TO DO | Only the lines from the one containing "For every instance of the website" to the end of the data are wanted; print them exactly as they appear.

Image-grounded pointing data:
======
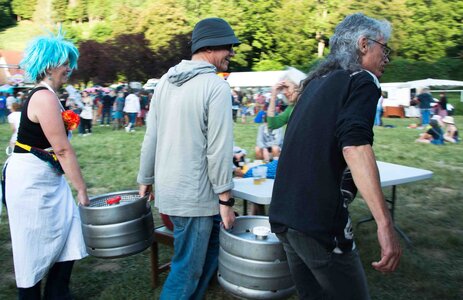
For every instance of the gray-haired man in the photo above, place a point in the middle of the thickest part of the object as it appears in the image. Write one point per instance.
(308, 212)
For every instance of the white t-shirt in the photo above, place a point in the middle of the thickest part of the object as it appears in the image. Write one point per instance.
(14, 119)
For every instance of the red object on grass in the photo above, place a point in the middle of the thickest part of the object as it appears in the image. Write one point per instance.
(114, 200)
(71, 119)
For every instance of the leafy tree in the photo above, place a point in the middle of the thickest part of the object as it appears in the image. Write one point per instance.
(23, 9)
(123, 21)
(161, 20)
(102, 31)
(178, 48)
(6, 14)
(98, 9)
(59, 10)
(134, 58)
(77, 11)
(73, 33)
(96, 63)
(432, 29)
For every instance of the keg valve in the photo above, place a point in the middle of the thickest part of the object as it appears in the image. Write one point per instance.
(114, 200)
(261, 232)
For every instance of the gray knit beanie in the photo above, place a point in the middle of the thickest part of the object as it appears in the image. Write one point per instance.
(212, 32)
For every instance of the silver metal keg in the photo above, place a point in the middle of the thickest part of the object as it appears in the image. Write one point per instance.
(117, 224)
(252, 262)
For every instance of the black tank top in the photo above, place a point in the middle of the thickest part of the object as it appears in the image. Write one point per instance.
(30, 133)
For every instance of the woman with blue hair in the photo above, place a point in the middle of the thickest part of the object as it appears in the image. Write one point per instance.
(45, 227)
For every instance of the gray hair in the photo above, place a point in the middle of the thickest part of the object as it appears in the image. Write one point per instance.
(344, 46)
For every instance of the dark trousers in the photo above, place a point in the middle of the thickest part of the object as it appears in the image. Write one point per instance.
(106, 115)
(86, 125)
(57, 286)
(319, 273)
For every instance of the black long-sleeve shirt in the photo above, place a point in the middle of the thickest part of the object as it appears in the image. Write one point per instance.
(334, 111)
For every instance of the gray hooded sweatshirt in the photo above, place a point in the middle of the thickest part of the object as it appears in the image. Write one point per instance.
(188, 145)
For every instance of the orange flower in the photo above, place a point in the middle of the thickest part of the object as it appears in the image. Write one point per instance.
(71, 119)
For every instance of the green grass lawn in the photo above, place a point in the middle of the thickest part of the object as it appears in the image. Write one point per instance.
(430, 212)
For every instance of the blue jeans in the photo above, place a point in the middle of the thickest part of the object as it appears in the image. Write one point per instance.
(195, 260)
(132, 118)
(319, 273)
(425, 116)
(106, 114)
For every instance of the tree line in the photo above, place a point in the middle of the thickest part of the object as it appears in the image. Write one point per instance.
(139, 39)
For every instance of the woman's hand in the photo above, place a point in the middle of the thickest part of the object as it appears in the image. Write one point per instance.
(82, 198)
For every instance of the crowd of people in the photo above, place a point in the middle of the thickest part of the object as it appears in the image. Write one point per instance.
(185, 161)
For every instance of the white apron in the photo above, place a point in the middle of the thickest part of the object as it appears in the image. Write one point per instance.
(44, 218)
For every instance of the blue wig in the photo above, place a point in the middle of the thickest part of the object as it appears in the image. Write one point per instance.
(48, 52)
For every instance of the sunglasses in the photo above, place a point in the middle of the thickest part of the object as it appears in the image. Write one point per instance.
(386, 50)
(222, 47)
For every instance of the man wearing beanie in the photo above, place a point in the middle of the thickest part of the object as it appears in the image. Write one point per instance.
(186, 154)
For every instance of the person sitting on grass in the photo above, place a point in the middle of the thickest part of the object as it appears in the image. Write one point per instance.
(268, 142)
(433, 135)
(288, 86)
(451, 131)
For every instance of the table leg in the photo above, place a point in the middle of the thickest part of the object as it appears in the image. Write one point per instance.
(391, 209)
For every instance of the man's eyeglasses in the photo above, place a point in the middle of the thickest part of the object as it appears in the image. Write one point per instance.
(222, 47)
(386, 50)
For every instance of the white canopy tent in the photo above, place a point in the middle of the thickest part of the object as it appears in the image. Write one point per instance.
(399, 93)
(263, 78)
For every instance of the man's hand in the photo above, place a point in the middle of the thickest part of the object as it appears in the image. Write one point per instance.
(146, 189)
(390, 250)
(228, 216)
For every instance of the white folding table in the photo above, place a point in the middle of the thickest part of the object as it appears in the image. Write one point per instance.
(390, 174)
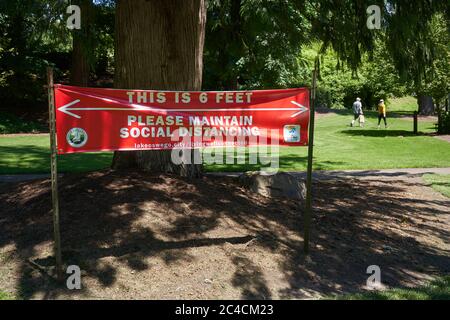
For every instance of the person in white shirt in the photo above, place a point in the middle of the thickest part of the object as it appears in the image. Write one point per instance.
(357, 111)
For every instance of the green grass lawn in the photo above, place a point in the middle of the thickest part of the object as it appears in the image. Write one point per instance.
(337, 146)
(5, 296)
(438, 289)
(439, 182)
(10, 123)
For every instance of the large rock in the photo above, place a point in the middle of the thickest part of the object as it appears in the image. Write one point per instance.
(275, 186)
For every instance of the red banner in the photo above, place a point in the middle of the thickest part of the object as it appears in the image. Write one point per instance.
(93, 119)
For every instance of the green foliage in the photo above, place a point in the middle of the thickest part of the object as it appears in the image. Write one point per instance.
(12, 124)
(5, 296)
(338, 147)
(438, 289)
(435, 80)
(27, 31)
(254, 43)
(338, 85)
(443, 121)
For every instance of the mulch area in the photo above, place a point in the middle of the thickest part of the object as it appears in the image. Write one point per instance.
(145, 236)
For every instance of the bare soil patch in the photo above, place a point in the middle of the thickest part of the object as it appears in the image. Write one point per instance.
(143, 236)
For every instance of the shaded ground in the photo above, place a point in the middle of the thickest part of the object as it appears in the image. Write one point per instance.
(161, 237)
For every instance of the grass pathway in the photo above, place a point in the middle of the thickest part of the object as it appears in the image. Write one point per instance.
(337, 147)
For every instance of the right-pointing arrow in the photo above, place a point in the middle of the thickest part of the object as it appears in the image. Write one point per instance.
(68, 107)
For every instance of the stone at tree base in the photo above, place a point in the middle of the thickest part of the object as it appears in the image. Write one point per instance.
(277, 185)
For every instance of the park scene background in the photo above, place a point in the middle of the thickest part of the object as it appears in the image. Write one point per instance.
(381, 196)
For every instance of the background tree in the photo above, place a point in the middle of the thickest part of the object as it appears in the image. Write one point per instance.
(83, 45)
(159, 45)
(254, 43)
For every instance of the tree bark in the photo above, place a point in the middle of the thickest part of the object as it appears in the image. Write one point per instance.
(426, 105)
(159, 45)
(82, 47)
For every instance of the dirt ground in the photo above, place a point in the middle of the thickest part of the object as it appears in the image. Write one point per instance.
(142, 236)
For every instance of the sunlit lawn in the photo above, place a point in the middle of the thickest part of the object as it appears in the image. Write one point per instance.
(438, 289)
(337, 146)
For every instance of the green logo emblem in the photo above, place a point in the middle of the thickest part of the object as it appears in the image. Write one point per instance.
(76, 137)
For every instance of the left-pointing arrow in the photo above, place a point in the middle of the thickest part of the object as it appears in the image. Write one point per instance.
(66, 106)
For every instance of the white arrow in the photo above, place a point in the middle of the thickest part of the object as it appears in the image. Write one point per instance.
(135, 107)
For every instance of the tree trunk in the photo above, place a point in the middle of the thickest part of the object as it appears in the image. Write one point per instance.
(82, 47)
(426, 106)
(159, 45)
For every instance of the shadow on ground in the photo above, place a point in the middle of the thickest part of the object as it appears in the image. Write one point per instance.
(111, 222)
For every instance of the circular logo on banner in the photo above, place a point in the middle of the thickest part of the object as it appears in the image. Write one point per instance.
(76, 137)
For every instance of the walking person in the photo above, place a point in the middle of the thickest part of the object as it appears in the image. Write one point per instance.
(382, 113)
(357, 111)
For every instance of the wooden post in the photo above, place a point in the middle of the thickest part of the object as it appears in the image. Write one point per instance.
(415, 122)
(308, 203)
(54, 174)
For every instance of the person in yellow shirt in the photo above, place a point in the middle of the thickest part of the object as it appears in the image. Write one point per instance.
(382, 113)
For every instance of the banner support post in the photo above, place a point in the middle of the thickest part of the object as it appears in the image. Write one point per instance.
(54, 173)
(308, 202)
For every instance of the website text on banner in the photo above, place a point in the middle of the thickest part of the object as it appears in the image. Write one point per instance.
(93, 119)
======
TASK OUTPUT |
For every instance of the website text on banner in the photo above, place a point in the middle of the thickest part of the object as it appears in the image. Write one point per instance.
(93, 119)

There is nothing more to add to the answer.